Stored records:
• • • •

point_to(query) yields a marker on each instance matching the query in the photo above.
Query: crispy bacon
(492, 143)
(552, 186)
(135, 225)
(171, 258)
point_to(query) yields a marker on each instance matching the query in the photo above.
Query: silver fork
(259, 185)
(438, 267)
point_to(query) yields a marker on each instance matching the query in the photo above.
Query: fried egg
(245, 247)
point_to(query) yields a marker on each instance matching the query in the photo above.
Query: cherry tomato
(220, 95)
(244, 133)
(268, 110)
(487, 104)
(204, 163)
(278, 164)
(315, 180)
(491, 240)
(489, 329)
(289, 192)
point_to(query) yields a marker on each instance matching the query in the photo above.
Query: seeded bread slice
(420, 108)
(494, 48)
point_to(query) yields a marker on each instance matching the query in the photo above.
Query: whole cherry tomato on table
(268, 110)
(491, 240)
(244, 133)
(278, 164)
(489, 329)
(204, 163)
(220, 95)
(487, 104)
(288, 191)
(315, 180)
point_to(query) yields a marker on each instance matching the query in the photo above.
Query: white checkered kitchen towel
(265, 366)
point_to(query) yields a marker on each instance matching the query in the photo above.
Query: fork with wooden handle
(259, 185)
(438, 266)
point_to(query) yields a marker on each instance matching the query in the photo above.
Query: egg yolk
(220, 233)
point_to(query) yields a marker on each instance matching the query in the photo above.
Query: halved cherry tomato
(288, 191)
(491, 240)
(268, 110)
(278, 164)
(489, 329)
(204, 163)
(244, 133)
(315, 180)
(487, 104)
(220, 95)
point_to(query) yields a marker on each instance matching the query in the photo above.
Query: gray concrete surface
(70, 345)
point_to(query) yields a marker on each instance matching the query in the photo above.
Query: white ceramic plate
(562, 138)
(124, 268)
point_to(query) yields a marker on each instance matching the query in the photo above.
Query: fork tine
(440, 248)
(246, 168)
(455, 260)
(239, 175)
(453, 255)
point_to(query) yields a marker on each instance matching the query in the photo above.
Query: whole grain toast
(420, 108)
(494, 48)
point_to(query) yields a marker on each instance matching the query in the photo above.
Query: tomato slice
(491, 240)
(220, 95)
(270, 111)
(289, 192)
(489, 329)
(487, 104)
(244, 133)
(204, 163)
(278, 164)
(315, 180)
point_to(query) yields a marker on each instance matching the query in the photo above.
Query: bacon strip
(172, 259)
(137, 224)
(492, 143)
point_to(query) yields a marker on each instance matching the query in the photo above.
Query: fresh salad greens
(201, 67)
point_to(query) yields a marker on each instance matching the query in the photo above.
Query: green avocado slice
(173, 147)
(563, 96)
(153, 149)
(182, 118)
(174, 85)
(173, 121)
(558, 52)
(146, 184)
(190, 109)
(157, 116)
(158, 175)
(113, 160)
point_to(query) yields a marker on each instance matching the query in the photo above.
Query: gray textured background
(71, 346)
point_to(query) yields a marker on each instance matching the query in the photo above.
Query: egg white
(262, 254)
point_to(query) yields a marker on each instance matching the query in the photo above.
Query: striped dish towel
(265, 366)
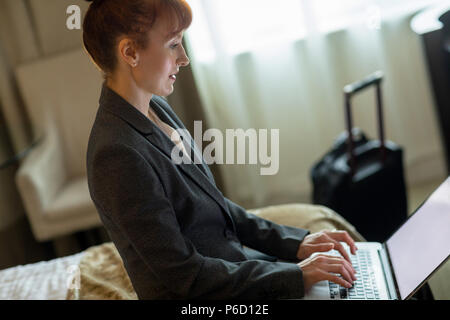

• • • •

# [Task brief]
Please return the entries above exactly as they appear, but without the pictures.

# [Final answer]
point_to(query) yields a marker on each instance matching the query in the photo above.
Query: crispy bacon
(492, 143)
(552, 186)
(135, 225)
(171, 258)
point_to(query) yields a marker on each instance matching the query in the photo above.
Query: silver fork
(259, 185)
(438, 267)
point_to(query) yields a marker on each instance matching the query in the photo above.
Query: fried egg
(245, 247)
point_to(query) yields a marker on each instance matching the query in the photo above.
Query: cherry tomato
(220, 95)
(244, 133)
(268, 110)
(487, 104)
(204, 163)
(278, 164)
(315, 180)
(491, 240)
(489, 329)
(289, 192)
point_to(query) yields a marker on each instance matching the query in the photo above.
Query: seeded bread slice
(420, 108)
(494, 48)
point_to(query) yields a marker on each instance matching the query in the photo above.
Query: whole cherry tomato on table
(268, 110)
(491, 240)
(244, 133)
(278, 164)
(489, 329)
(204, 163)
(220, 95)
(487, 104)
(288, 191)
(315, 180)
point_to(query) yields a marker on each instance matching the query in the photo above.
Query: white checkered kitchen towel
(265, 366)
point_to(query) yields a marker on each instance matching the query in the photo above.
Query: fork with wooden handle
(259, 185)
(438, 266)
point_to(query) yields a marker on each instance matching the query in the photo above.
Query: egg yolk
(220, 233)
point_to(query) yields a marker on each instance matching the query in the photo above.
Query: halved cherry tomato
(288, 191)
(491, 240)
(268, 110)
(278, 164)
(489, 329)
(204, 163)
(244, 133)
(315, 180)
(487, 104)
(220, 95)
point_to(query) yields a marker on each instance matching the query in the photo above.
Query: gray concrete surface
(70, 345)
point_to(query) yields a marker on each instance matching the query in the photo above.
Query: white ceramic plate
(562, 138)
(124, 268)
point_to(query) yields a marker on each instance matching the query in the photo above.
Query: fork tine
(440, 248)
(246, 168)
(455, 260)
(239, 175)
(453, 255)
point_to(query) yields a marker on each instance matching the query in the photo above.
Query: whole grain toast
(420, 108)
(494, 48)
point_to(query) yields a marker on each instance matching the query in the photo above.
Query: tomato slice
(491, 240)
(220, 95)
(270, 111)
(289, 192)
(489, 329)
(487, 104)
(244, 133)
(204, 163)
(278, 164)
(315, 180)
point_to(query) yields a marker on each instance matching the query in the photo above.
Query: bacon strip
(172, 259)
(137, 224)
(492, 143)
point_to(query) yields a marker on each instance matching the query in the photo above.
Query: fresh salad greens
(201, 67)
point_to(query) yields a marker on each instance matching the query in the photo above.
Query: green avocado slice
(173, 147)
(563, 96)
(153, 149)
(182, 118)
(174, 85)
(173, 121)
(558, 52)
(146, 184)
(190, 109)
(157, 116)
(158, 175)
(113, 160)
point_to(query) yields a marker on each instance matching the query in the photo above.
Query: gray textured background
(71, 346)
point_to(query) yields a marker on each instance matching the query in the photo above.
Query: egg white
(262, 254)
point_to(query) yields a marker on each instance matching the query in the photo above.
Query: striped dish towel
(265, 366)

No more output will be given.